EXERCISE PASSAGE:
-.-.-

27 September 2010 Top United Nations officials today stressed the important role that sustainable tourism can play in conserving the diversity of life on the planet and in helping to reduce poverty as they marked World Tourism Day.
“Tourism and biodiversity are closely intertwined,” Secretary-General Ban Ki-moon noted in his message for the Day, pointing out that millions of people travel each year to experience nature.
“The income generated by sustainable tourism can provide important support for nature conservation, as well as for economic development,” he stated. “Furthermore, sustainable tourism can help to raise awareness among tourists and local communities of the importance of biodiversity to our everyday lives.”
Mr. Ban pointed out that despite repeated global pledges to protect the planet’s species and habitats – and the goods and services they provide – the variety of life on Earth continues to decline at an unprecedented rate, adding that human activities are the cause.
This year, which happens to be the International Year of Biodiversity, provides a timely opportunity to focus on the urgency of safeguarding biodiversity for the wealth, health and well-being of people in all regions of the world, he added.
The tourism community is becoming increasingly aware of its responsibility, he stated. “Indeed there is much the sector can contribute to protecting biodiversity, including by integrating simple measures such as managing tour groups to minimize disturbance to wildlife or buying supplies only from sustainable sources.”

-.-.-

DATA PROVIDED:
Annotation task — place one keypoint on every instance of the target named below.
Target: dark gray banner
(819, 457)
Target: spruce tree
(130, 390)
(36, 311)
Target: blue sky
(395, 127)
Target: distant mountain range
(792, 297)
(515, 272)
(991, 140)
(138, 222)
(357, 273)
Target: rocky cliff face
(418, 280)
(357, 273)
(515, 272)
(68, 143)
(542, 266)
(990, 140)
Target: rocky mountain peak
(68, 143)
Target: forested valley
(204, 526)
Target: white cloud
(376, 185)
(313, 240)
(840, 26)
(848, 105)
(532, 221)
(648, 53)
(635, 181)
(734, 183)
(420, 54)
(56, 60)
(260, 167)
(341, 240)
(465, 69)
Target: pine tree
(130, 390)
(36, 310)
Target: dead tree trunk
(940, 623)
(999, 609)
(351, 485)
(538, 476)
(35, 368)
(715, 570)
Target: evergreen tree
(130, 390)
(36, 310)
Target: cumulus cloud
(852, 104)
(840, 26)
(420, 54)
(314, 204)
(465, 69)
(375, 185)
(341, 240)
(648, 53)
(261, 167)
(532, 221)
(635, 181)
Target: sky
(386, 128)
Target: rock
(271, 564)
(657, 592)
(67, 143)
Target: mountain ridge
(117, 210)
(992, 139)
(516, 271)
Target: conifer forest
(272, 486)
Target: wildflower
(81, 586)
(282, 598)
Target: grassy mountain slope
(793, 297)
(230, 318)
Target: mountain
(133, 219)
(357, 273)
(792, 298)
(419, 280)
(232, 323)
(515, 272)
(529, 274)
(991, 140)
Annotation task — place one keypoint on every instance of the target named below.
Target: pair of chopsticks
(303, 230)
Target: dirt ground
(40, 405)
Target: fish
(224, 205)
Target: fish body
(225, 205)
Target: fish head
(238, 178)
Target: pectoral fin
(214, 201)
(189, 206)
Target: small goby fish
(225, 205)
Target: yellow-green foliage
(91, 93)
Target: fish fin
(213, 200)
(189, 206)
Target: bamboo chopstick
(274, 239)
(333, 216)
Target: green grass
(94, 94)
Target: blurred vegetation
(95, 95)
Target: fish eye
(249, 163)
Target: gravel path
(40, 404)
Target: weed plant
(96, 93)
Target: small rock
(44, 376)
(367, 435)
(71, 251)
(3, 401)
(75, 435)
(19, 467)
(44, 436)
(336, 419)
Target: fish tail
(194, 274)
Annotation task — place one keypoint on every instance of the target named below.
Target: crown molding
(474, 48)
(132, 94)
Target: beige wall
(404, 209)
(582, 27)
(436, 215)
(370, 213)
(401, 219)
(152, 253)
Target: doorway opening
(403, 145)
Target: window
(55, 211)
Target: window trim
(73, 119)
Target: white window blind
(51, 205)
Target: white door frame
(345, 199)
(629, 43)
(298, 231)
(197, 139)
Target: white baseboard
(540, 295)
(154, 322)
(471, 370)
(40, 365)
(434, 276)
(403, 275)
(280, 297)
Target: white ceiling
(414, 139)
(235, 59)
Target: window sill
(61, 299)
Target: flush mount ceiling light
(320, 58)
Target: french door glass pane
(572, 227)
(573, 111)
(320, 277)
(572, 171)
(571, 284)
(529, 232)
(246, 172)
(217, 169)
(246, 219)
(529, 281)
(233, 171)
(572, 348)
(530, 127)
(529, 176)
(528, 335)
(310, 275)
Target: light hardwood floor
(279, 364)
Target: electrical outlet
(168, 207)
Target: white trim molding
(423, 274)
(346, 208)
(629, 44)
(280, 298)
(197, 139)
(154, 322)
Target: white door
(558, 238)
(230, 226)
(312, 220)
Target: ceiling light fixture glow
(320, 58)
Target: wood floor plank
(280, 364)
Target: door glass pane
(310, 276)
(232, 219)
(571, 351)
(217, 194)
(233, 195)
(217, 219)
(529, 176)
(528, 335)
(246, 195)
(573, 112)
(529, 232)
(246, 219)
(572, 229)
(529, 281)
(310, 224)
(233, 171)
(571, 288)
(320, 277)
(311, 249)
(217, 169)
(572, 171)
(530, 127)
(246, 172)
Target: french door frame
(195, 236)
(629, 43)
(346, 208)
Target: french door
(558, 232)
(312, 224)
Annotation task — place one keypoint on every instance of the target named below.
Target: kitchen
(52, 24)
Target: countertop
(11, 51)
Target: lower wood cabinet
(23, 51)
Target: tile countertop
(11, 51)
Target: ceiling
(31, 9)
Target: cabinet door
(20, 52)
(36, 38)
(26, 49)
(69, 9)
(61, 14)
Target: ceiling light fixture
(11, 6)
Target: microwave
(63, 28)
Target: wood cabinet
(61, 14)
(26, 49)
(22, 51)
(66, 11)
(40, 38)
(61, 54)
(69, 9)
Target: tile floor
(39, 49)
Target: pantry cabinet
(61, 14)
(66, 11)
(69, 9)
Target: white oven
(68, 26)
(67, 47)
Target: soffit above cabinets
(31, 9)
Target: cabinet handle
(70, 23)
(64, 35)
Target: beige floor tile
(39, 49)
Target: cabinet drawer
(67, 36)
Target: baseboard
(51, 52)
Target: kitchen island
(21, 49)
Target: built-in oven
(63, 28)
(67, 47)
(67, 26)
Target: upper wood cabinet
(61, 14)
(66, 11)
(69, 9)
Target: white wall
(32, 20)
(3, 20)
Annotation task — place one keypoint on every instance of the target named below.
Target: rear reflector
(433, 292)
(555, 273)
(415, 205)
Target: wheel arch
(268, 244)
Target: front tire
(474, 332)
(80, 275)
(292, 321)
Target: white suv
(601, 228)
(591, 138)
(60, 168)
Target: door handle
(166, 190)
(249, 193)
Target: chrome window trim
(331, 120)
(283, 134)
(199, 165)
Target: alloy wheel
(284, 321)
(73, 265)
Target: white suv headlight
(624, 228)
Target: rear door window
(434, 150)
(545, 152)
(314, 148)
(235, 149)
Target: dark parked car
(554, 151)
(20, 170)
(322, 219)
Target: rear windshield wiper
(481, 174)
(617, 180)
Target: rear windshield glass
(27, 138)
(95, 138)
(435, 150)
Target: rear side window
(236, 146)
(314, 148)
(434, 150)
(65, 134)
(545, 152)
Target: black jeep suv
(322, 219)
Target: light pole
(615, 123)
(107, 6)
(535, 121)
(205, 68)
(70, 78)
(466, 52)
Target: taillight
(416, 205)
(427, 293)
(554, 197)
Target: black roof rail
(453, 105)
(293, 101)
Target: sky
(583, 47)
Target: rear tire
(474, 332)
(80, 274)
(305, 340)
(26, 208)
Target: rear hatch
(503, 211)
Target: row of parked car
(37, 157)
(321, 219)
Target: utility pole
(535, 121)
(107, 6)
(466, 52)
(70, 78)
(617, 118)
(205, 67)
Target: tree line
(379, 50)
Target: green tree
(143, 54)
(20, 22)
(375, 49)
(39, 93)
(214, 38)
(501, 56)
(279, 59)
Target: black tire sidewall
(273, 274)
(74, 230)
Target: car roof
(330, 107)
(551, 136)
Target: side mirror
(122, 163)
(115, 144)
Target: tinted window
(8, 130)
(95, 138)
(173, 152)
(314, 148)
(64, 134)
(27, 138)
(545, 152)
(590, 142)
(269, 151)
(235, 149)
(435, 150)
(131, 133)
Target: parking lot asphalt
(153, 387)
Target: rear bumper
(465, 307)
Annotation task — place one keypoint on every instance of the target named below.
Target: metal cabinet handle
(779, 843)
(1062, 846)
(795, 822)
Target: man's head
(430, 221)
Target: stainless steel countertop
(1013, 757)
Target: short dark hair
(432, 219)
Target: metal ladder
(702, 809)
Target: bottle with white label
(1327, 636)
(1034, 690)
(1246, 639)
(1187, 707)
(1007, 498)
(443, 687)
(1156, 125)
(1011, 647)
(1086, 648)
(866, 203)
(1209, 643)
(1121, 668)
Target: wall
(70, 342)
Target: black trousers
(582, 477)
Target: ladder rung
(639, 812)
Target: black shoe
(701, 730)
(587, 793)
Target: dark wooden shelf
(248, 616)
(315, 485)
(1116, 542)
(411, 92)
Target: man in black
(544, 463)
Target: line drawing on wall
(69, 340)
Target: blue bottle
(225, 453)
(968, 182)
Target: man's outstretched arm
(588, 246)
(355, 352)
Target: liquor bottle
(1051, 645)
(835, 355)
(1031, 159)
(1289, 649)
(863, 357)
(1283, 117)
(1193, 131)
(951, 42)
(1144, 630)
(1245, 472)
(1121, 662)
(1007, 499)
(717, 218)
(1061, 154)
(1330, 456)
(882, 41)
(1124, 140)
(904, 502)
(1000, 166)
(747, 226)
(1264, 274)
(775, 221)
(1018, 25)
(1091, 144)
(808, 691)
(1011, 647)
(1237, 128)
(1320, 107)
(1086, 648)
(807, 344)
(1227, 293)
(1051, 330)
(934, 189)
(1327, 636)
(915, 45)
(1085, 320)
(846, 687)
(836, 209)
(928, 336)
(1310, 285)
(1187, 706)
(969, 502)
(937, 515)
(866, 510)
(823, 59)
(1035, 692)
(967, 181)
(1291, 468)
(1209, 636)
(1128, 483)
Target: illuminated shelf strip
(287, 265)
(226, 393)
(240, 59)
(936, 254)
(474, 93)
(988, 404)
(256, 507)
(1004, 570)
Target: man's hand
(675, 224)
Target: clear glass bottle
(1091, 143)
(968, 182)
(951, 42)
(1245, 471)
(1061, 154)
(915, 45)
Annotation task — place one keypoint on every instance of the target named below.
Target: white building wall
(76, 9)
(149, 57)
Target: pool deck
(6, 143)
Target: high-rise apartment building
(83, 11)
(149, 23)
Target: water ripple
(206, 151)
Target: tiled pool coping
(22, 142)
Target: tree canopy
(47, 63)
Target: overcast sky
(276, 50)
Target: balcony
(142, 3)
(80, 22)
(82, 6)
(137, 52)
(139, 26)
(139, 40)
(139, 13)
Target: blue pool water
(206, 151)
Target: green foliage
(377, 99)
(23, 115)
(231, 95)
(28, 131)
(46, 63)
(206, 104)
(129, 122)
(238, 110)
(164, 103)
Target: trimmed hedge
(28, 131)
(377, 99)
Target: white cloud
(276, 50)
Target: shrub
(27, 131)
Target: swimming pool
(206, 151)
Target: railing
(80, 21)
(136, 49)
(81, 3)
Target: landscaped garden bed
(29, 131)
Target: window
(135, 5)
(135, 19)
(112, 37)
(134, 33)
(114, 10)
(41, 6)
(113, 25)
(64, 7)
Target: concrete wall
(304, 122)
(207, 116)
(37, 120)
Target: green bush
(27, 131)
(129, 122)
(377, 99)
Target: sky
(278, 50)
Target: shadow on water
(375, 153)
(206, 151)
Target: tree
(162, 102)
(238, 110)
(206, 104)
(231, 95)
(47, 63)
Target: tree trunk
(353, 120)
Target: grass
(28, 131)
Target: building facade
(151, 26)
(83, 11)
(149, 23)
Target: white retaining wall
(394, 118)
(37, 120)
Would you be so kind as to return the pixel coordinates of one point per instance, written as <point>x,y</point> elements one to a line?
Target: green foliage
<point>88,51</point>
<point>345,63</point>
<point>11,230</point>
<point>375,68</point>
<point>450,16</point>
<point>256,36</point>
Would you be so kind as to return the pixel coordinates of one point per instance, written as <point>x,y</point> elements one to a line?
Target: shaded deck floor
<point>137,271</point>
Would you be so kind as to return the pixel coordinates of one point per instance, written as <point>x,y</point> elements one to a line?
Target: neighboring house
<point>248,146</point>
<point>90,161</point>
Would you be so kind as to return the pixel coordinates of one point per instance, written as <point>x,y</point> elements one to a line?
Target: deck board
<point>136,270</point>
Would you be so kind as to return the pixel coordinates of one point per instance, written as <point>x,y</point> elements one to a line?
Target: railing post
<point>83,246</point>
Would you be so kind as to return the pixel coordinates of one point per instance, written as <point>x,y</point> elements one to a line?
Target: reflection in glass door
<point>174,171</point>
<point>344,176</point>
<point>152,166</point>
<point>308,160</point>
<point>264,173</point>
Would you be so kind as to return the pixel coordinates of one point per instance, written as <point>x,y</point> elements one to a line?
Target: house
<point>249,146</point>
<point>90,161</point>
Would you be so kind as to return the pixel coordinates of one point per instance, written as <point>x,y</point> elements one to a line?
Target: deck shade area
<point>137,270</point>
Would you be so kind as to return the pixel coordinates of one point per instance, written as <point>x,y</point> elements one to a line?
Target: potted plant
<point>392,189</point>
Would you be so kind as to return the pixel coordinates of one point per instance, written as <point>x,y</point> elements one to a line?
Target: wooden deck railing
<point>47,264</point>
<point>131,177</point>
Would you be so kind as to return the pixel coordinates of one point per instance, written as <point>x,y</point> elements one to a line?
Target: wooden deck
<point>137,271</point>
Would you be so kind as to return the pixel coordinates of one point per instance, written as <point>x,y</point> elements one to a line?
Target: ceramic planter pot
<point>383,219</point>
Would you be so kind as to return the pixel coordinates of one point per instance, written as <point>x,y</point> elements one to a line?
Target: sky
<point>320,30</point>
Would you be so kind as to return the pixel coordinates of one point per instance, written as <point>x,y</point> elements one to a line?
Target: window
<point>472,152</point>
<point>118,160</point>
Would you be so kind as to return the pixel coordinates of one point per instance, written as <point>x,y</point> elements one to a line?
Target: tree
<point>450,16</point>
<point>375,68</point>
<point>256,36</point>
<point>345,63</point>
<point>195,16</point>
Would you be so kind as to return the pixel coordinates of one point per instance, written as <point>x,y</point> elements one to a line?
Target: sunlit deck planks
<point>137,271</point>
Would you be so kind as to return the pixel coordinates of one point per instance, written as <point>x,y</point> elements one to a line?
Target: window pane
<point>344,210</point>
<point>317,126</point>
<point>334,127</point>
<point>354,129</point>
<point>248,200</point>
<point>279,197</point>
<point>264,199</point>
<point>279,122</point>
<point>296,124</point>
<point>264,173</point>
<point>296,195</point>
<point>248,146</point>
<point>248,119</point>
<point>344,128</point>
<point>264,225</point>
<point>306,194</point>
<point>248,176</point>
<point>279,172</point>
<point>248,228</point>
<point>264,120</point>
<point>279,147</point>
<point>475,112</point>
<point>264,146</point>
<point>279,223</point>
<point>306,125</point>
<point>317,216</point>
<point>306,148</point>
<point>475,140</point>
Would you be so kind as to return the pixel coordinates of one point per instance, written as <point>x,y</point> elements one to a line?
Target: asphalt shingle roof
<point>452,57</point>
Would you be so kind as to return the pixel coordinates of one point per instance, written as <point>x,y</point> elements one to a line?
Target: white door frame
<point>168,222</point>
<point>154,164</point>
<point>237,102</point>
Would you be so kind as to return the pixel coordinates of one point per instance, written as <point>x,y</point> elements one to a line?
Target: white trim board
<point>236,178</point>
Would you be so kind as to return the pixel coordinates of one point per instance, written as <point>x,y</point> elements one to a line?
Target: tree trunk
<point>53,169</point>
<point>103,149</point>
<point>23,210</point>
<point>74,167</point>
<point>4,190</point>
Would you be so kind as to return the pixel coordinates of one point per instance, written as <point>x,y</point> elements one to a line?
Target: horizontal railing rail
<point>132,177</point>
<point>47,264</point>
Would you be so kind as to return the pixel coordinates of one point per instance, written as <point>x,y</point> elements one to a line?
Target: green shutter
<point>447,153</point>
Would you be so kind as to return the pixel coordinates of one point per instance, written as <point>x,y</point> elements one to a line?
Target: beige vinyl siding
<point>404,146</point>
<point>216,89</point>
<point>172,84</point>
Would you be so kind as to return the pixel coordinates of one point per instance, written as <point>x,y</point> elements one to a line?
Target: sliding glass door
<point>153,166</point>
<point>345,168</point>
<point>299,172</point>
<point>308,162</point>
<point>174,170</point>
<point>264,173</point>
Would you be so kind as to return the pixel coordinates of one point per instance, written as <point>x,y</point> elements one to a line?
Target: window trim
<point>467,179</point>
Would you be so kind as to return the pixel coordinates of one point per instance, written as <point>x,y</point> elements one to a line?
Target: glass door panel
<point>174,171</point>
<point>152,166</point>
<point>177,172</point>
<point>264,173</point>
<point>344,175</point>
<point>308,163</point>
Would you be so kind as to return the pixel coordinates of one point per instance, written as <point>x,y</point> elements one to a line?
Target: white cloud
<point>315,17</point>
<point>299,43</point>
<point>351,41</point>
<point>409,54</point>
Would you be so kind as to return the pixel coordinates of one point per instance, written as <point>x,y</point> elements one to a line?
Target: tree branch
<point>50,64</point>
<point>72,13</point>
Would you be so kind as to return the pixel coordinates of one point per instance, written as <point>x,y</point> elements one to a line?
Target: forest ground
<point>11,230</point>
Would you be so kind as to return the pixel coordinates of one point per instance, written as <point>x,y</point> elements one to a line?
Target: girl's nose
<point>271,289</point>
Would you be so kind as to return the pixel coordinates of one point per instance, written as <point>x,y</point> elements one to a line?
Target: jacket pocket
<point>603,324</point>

-.-.-

REQUIRED ACTIONS:
1. Do statements (a), (b) and (c) agree with the World Tourism Day report? Answer yes or no for each, quoting the words of the report that decide it.
(a) Ban Ki-moon said that human activities are behind the decline in the variety of life on Earth.
(b) According to Ban, the tourism community is becoming less aware of its responsibility.
(c) Ban said that thousands of people travel each year to experience nature.
2. Can you carry on the World Tourism Day report from its final sentence?

RESULTS:
1.
(a) Yes: "adding that human activities are the cause."
(b) No: "The tourism community is becoming increasingly aware of its responsibility"
(c) No: "millions of people travel each year to experience nature."

2.
He added that through initiatives such as its “Sustainable Tourism – Eliminating Poverty” project, and its collaboration with the UN family, national tourism authorities and the private sector, the UN World Tourism Organization (UNWTO) is helping to highlight the links between tourism, poverty alleviation and biodiversity.
The Secretary-General of the UNWTO, Taleb Rifai, noted the “immeasurable” value of biodiversity for tourism in his message.
“A healthy tourism industry depends on a healthy resource base, and sustainable growth in tourism means increased funds for conservation,” he stated.
Tourism revenues resulting from the enjoyment of biological diversity, often located in the world’s less developed regions, are a significant source of income and employment for local communities, said Mr. Rifai.
“It is this relationship between tourism and biodiversity and the resulting positive impacts on local livelihoods, development and poverty alleviation that must set the tone for sustainable tourism development.”
Observed annually on 27 September, World Tourism Day serves to foster awareness among the international community of the importance of tourism and its social, cultural, political and economic value.
This year’s celebration is being hosted by China in Guangdong province, under the theme “Tourism and Biodiversity,” with many other events taking place around the globe.